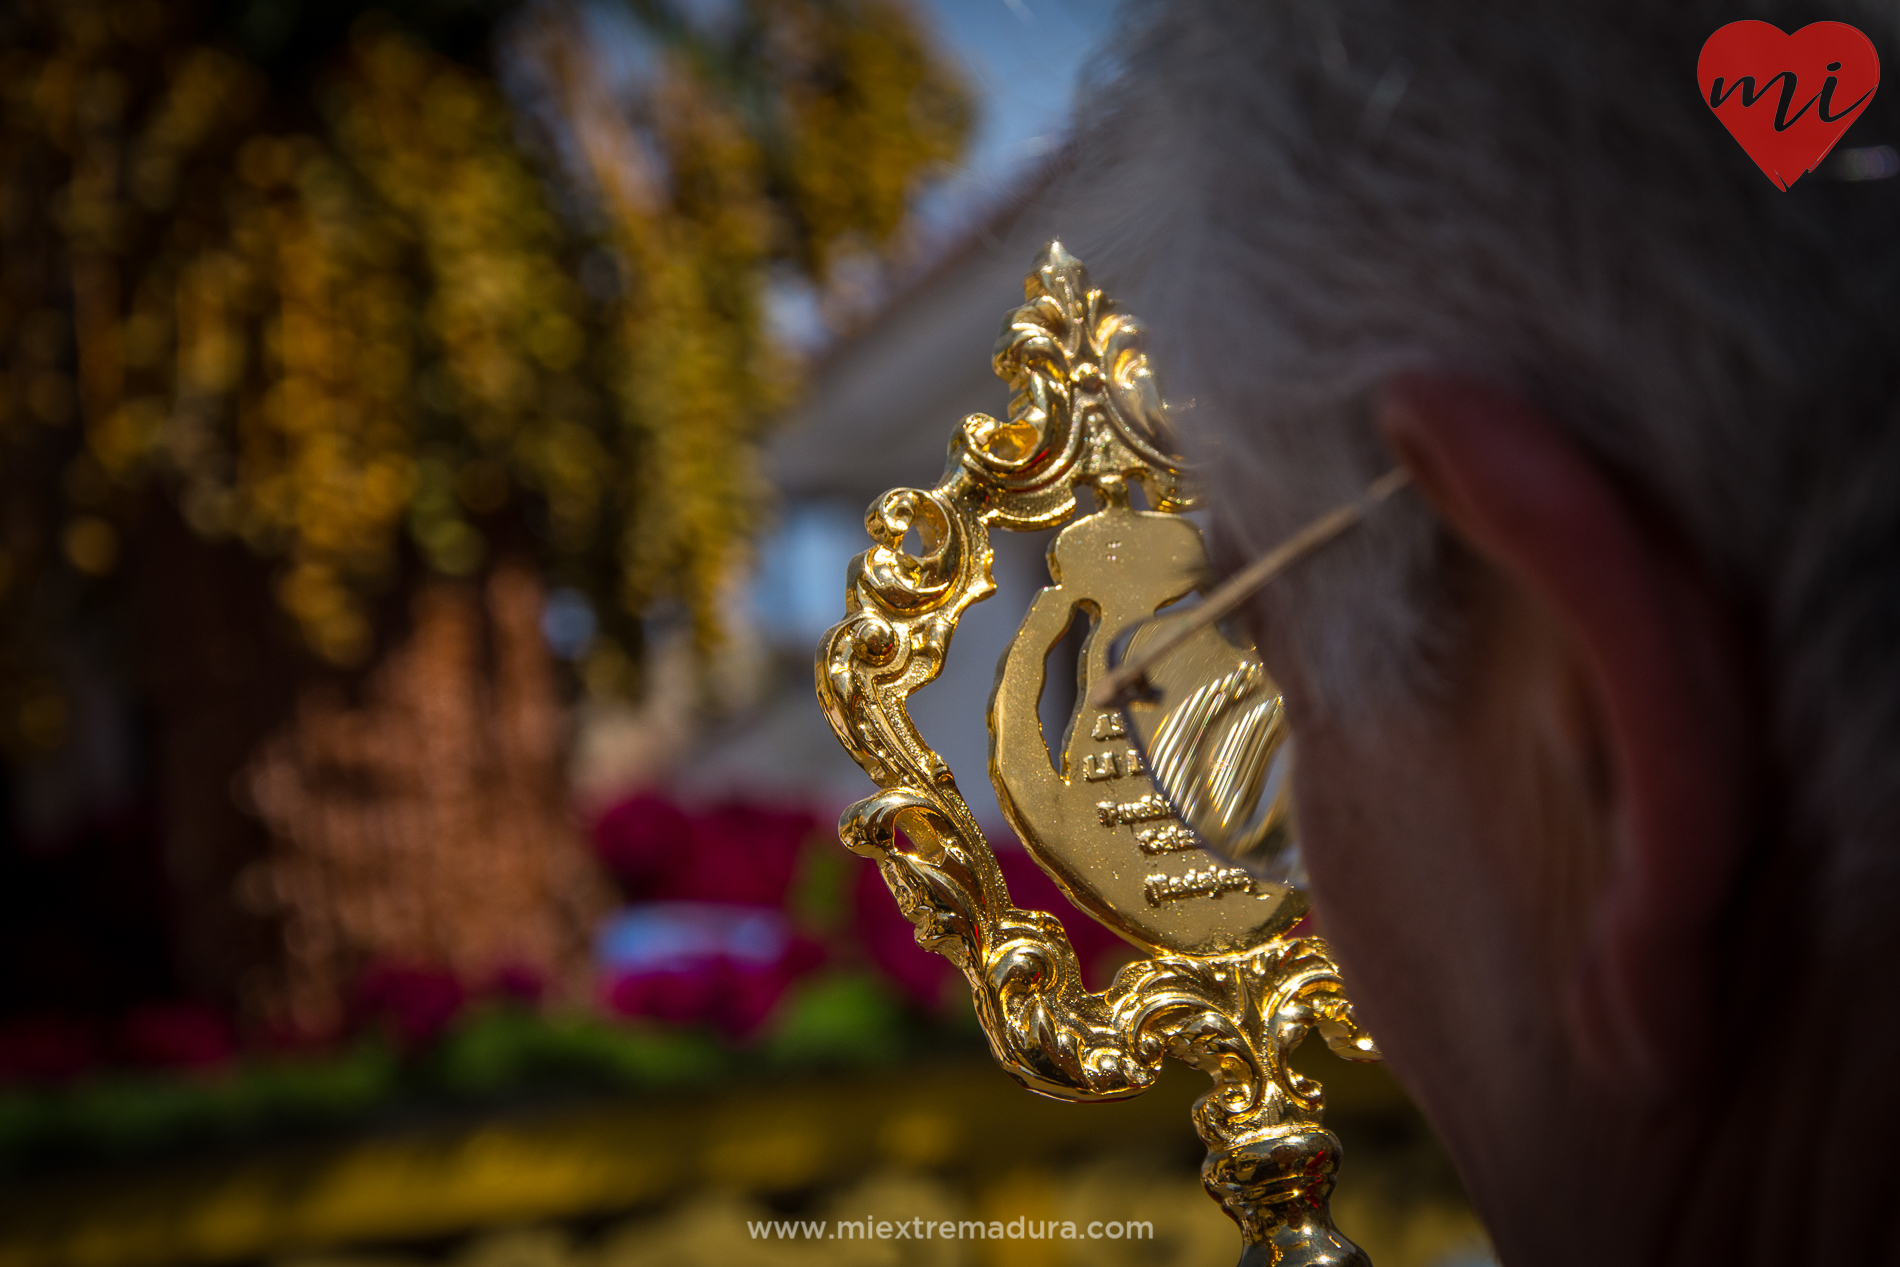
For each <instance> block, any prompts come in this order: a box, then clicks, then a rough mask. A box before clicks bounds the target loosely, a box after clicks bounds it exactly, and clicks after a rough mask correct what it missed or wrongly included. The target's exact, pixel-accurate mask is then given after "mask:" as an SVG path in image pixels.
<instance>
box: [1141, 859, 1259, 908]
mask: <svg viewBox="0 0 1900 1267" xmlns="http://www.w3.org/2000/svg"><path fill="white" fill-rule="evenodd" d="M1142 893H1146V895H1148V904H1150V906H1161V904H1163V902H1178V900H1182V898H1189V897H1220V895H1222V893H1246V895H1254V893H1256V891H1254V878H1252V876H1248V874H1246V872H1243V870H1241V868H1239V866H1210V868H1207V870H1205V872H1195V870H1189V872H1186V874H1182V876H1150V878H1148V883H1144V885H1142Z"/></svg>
==
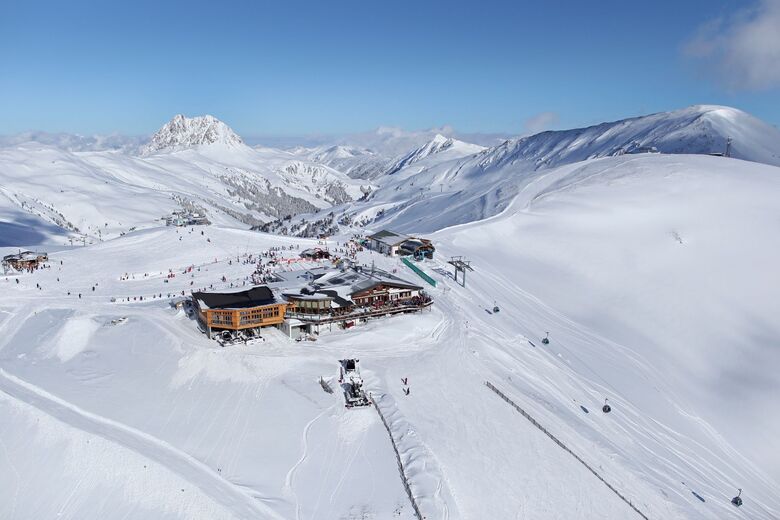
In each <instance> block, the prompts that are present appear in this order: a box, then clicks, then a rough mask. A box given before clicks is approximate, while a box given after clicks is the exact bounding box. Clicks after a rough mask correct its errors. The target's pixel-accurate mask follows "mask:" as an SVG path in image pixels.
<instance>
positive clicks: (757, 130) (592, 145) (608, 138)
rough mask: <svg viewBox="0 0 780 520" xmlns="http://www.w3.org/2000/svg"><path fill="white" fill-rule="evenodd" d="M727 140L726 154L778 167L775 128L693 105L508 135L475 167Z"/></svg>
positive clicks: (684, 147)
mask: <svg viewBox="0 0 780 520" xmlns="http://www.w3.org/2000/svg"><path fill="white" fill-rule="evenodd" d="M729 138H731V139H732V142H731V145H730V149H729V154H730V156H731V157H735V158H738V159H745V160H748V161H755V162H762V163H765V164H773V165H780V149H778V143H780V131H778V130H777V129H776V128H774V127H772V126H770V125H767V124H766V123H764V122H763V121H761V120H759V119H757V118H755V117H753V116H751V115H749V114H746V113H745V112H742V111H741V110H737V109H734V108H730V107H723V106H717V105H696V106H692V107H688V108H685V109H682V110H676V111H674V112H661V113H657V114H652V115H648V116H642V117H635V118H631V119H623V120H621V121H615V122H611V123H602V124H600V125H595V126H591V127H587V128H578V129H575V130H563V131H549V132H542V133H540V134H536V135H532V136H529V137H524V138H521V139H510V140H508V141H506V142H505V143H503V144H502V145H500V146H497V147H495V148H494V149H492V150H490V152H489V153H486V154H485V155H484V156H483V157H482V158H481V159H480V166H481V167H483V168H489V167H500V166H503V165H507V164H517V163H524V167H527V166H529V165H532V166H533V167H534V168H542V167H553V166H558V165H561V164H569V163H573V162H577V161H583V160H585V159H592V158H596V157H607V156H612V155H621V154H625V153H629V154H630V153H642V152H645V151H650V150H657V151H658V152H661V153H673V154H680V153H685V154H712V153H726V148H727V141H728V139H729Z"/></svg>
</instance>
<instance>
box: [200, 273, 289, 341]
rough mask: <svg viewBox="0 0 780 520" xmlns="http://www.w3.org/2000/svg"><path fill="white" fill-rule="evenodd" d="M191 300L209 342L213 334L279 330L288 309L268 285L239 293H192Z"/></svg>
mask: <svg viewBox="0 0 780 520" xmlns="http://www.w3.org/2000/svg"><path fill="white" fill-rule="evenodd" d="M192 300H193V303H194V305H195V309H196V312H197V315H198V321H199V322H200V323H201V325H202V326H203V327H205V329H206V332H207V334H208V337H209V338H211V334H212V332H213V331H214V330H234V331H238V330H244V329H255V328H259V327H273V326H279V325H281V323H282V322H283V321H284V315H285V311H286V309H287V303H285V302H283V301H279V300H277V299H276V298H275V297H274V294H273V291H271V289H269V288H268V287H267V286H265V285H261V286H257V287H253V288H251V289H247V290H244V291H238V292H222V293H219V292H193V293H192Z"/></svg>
...
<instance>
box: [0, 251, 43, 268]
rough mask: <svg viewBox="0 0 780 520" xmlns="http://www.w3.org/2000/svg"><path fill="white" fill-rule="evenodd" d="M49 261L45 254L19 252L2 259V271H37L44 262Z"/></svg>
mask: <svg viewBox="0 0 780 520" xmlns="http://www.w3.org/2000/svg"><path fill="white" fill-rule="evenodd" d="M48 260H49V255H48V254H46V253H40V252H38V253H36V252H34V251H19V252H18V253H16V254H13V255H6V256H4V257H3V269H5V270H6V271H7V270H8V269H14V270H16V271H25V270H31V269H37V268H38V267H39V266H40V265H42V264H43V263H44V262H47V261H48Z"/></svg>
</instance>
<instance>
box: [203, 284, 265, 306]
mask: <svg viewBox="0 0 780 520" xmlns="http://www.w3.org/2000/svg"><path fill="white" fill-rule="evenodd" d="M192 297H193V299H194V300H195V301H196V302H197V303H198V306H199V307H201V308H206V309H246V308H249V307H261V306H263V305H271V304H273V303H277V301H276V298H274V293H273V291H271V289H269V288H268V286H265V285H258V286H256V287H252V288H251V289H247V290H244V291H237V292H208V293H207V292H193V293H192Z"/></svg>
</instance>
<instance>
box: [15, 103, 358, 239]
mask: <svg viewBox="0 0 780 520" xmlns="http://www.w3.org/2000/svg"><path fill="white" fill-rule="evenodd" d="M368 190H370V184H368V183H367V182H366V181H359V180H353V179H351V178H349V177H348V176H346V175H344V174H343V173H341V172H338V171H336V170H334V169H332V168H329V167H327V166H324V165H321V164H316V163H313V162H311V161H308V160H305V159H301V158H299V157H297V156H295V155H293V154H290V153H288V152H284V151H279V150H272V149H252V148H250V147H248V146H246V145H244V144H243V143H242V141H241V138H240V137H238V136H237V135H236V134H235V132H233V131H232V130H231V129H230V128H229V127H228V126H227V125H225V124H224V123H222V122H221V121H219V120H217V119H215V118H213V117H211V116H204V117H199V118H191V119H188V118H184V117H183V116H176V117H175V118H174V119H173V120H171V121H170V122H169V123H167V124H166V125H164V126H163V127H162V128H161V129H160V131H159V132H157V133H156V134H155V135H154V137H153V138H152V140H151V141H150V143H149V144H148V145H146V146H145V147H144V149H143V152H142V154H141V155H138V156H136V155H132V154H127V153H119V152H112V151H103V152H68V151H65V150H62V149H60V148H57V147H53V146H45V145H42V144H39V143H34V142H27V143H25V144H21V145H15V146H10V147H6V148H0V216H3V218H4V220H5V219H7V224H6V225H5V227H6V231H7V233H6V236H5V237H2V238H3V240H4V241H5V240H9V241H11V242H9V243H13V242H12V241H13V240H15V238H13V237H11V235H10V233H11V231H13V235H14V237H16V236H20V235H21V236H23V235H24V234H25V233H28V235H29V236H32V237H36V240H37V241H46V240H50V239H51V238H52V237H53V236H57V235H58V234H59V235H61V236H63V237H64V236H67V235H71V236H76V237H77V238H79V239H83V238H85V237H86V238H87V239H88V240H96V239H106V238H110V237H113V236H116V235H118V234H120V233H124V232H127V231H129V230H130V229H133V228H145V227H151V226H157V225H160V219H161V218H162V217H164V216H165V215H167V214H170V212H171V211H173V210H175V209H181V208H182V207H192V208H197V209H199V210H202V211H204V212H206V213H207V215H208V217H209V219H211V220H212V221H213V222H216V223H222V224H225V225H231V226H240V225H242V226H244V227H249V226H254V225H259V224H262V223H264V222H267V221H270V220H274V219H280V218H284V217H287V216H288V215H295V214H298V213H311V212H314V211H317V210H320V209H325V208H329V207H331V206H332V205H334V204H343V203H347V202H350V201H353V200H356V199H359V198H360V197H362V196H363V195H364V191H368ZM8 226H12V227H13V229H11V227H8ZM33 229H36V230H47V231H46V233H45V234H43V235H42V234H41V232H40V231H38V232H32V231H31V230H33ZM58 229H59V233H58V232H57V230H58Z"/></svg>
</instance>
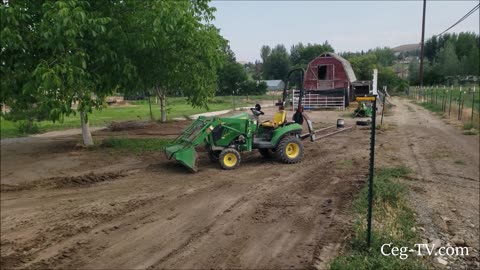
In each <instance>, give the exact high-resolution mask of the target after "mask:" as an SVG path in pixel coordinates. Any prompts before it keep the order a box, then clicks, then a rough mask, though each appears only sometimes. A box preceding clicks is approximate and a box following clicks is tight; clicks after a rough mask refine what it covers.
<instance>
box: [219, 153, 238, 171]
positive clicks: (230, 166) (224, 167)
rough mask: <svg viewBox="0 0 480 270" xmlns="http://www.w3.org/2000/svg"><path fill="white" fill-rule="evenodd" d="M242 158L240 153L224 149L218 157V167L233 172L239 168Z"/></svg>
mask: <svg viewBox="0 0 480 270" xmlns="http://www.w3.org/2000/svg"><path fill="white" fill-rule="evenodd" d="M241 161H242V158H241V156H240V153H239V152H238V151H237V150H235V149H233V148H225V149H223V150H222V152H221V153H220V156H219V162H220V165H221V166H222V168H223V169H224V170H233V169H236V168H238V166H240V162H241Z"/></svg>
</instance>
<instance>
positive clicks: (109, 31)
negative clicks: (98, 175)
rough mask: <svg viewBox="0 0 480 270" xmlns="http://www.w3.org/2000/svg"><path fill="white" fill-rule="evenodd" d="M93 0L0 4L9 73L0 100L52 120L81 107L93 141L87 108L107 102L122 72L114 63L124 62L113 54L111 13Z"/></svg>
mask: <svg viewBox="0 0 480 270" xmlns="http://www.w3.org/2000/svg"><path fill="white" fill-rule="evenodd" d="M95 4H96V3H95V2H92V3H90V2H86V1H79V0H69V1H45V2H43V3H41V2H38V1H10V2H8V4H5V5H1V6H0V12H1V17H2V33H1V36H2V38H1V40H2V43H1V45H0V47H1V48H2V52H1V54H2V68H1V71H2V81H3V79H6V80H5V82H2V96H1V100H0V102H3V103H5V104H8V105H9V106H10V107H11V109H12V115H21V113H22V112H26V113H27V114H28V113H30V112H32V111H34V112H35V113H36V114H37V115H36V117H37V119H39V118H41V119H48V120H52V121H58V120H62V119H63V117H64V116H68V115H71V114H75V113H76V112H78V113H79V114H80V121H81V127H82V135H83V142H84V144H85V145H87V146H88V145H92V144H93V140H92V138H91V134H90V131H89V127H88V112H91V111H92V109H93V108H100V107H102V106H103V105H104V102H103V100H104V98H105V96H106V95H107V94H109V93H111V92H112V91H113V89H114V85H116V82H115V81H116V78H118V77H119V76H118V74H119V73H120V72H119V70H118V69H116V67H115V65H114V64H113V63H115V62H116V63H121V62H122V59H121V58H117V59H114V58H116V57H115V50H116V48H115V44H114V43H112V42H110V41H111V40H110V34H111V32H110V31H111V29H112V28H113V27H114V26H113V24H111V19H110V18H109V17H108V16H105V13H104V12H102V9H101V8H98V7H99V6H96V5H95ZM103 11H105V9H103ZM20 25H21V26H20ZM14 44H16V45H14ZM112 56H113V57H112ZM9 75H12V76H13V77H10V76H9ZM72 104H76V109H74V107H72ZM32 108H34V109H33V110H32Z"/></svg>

▶ _Activity_: Using the entries above, give back exactly the line containing "In each <instance> block, the", the line containing "140L726 154L778 167L775", and every line between them, and nothing else.

▶ _Problem solution_:
In each <instance> block, the prompts that are present appear in this order: a box, then clicks, then a rough mask. A box given before clicks is approximate, while a box given after clicks is the exact bounding box. Clicks after a rough mask correct its errors. The target's pixel-accurate mask follows "mask:" as an SVG path in image pixels.
<instance>
positive clicks: (757, 130) (592, 145) (608, 138)
rough mask: <svg viewBox="0 0 780 520" xmlns="http://www.w3.org/2000/svg"><path fill="white" fill-rule="evenodd" d="M727 140L726 154L778 167L775 128L693 105L508 135L475 167Z"/></svg>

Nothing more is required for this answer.